- _What you are asked to do_
Entries follow. Return each line that contains the word "below".

- _Data to use_
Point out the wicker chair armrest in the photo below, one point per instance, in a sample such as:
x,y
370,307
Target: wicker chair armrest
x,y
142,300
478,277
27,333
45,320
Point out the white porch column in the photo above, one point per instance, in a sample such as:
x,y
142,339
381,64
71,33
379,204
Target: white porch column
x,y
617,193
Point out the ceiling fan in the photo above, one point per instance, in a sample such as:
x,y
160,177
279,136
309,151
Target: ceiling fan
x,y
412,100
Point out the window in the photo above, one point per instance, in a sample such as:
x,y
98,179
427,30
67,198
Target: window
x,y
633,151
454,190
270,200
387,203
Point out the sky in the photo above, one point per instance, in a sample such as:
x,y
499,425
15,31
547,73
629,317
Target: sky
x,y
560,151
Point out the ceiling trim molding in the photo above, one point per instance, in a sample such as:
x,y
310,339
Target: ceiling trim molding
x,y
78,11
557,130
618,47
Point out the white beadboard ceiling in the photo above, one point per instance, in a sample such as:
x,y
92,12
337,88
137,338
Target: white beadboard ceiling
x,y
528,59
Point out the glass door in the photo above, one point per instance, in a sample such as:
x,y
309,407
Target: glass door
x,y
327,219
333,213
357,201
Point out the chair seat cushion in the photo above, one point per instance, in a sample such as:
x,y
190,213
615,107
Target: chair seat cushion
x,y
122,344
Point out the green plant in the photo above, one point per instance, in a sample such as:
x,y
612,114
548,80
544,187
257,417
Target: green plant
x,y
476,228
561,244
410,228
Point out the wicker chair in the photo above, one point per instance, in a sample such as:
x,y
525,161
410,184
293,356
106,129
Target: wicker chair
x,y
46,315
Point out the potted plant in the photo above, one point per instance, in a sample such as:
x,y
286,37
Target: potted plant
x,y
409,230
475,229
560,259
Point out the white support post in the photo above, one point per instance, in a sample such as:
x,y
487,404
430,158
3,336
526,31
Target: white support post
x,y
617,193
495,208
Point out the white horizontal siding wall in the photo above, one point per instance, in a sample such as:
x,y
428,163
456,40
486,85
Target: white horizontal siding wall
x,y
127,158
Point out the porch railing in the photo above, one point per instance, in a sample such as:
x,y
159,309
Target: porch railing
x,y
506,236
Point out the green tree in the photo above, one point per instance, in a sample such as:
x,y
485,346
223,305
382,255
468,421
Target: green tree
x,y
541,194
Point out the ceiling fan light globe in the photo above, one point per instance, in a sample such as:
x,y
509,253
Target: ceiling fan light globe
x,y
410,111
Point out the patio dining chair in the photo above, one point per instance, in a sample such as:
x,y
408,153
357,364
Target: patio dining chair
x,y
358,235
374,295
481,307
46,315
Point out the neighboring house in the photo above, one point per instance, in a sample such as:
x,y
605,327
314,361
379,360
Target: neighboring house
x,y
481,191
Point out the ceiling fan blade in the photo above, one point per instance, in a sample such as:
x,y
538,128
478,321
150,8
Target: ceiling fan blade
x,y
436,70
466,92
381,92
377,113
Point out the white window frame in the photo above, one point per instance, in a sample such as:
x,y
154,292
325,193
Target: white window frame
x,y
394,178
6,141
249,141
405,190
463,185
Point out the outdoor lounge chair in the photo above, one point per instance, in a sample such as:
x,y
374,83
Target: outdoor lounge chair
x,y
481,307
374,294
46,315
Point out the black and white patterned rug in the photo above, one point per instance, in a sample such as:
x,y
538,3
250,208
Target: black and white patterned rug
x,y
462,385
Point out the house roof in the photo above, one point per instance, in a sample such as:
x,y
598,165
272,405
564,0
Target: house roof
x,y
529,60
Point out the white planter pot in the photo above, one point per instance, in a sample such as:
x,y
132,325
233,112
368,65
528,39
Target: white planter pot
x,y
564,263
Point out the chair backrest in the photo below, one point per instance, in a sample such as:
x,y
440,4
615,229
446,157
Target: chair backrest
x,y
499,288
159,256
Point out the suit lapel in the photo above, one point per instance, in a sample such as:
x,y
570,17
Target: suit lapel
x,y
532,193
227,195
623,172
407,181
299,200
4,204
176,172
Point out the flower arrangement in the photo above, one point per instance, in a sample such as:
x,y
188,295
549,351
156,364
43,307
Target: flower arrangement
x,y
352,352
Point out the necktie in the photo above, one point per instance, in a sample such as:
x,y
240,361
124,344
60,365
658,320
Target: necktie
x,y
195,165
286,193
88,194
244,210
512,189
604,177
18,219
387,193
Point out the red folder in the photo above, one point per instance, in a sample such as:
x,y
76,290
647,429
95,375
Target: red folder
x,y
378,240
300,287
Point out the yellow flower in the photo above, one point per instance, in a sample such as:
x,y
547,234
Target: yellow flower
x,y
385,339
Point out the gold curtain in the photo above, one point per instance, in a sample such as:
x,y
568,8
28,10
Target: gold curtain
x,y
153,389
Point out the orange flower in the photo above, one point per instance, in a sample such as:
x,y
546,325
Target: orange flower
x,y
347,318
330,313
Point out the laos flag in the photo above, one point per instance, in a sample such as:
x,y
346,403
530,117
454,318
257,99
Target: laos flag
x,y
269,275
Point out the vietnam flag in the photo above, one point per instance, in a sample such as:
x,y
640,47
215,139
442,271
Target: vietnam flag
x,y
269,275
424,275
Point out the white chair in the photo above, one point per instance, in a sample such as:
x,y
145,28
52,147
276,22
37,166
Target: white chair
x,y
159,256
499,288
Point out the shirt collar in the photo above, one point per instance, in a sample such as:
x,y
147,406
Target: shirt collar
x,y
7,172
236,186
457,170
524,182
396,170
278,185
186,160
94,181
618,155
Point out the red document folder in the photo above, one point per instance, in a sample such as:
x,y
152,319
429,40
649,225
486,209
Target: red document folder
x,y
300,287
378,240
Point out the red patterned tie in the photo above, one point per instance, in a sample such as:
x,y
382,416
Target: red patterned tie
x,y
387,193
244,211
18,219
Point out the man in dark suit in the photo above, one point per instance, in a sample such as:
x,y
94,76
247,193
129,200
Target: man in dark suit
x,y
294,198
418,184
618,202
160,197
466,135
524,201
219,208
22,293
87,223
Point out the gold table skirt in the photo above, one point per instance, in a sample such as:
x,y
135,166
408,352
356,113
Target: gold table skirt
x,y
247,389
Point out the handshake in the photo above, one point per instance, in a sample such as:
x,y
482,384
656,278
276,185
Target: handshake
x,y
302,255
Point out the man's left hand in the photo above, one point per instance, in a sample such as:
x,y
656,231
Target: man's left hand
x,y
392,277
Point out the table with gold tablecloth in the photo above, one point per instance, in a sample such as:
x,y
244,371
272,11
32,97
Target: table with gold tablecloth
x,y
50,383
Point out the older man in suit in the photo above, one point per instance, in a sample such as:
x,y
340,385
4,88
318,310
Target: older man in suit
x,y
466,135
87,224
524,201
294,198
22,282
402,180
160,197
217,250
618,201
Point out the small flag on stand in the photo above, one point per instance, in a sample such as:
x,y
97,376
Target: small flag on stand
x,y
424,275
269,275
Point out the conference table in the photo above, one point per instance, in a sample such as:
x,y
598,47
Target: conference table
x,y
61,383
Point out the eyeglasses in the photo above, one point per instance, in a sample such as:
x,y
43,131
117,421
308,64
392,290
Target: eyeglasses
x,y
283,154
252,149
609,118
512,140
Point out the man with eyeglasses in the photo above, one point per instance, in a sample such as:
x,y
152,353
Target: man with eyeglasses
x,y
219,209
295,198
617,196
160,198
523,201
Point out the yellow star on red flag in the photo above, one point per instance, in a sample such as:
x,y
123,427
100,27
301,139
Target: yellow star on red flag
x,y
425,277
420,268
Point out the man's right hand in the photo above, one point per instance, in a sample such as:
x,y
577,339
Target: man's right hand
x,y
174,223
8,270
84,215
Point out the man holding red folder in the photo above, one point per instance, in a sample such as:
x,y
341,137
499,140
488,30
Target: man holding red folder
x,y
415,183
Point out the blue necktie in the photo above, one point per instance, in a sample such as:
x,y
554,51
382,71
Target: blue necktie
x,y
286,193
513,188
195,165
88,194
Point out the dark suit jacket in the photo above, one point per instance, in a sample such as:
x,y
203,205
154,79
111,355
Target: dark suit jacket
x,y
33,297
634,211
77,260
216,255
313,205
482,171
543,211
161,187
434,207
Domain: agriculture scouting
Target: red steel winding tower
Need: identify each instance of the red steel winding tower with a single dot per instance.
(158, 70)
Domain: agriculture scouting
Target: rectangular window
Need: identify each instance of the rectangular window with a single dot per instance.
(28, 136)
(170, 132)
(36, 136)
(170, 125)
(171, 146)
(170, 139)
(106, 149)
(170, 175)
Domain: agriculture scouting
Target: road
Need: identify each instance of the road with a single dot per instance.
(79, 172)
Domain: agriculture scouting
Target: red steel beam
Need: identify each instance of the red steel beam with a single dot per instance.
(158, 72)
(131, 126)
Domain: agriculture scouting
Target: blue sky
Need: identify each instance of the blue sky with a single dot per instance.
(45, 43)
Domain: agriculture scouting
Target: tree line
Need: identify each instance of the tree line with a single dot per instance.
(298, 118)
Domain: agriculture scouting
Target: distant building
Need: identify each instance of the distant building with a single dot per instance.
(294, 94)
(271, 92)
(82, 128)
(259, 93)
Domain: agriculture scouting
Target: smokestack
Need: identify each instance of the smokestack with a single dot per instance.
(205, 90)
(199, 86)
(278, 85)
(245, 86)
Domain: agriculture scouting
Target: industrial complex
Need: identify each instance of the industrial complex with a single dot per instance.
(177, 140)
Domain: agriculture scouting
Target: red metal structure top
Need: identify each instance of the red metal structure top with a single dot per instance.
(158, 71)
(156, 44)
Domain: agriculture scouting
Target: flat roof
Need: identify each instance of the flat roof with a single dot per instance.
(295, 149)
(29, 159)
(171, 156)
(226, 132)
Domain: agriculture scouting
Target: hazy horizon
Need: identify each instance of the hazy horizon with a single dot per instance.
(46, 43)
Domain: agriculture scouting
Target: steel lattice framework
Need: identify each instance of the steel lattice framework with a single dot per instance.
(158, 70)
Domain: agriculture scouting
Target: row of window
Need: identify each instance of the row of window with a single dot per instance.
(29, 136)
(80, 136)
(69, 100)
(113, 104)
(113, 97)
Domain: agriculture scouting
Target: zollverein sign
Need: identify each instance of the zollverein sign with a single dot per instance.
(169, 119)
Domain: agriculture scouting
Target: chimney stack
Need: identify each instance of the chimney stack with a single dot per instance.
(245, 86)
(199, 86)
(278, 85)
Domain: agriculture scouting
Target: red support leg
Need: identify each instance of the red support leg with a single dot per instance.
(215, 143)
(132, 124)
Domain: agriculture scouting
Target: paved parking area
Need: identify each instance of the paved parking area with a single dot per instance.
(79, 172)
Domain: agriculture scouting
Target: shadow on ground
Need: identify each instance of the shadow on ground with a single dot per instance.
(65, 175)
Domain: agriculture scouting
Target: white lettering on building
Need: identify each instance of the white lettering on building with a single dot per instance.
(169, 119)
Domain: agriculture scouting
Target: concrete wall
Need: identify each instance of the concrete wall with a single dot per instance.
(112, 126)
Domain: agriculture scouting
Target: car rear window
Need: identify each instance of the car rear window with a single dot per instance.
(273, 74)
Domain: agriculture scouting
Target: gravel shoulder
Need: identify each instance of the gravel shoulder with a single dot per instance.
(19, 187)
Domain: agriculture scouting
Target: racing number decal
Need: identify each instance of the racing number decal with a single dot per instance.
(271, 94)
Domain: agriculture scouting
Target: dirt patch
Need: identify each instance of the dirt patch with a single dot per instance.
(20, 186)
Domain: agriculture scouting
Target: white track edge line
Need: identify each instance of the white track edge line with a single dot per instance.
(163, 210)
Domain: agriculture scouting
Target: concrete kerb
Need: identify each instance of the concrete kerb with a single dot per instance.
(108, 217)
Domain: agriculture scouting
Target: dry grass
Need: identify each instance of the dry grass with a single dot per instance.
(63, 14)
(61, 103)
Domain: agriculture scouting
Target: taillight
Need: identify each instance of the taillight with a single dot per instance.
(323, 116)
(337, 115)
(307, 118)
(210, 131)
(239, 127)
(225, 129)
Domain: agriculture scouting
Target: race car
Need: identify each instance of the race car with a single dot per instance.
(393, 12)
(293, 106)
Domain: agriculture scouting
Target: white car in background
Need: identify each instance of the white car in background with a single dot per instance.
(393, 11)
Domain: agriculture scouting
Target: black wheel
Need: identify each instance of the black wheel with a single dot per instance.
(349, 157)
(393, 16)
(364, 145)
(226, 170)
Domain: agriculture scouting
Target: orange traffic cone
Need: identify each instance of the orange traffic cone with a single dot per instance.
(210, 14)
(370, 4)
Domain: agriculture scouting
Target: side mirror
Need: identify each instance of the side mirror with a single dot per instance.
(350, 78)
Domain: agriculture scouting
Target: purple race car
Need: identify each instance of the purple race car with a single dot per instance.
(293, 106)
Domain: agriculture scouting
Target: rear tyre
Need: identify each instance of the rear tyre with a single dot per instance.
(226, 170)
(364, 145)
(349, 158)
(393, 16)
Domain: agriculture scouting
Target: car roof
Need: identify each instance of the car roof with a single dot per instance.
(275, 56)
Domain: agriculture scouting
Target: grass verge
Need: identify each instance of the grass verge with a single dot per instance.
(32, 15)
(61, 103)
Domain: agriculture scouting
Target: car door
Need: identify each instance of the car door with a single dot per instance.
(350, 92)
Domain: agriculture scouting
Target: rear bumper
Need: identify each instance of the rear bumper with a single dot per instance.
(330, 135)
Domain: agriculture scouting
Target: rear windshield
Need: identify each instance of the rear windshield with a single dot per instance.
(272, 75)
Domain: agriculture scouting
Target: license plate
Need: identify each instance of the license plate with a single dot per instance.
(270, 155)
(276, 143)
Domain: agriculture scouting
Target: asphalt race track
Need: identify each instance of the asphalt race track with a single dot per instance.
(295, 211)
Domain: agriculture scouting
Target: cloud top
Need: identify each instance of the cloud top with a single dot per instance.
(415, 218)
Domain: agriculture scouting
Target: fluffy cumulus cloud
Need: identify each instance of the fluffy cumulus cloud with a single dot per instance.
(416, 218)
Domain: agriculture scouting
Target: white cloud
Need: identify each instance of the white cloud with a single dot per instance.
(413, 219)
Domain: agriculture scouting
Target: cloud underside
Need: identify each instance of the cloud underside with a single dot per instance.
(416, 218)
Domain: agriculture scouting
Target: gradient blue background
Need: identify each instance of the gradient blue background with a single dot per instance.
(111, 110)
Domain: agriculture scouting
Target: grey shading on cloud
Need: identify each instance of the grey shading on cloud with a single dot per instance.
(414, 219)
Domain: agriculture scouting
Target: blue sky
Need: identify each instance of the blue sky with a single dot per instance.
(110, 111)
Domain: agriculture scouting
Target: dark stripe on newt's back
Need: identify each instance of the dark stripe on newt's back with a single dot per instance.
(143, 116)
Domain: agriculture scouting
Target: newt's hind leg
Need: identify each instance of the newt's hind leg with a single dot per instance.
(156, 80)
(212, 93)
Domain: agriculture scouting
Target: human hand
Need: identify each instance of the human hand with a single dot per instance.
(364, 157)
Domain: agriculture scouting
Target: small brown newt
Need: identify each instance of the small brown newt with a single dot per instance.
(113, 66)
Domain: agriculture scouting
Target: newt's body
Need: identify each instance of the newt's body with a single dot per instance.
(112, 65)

- _Written solution_
Point out the wicker chair armrest in the photo below, one point per instance, in a sample such as:
Point out the chair backrest in the photo below, one point per instance, in a sample such as:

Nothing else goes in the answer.